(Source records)
□ □ □ □ □ □ □

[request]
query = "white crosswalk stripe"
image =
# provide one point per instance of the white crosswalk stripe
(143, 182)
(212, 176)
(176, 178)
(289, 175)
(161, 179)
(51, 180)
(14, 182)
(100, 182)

□ □ □ □ □ □ □

**Written instruction:**
Render the data above as a two-column CSV with the headers "query" and "response", one row per record, each field quoted and any line breaks replaced with spaces.

**Answer to this exercise:**
query,response
"[request] query = ""white crosswalk stripe"" image = # provide one point per instance of the white crosswalk stripe","(143, 182) (212, 176) (176, 178) (289, 175) (161, 179) (51, 180) (14, 182) (100, 182)"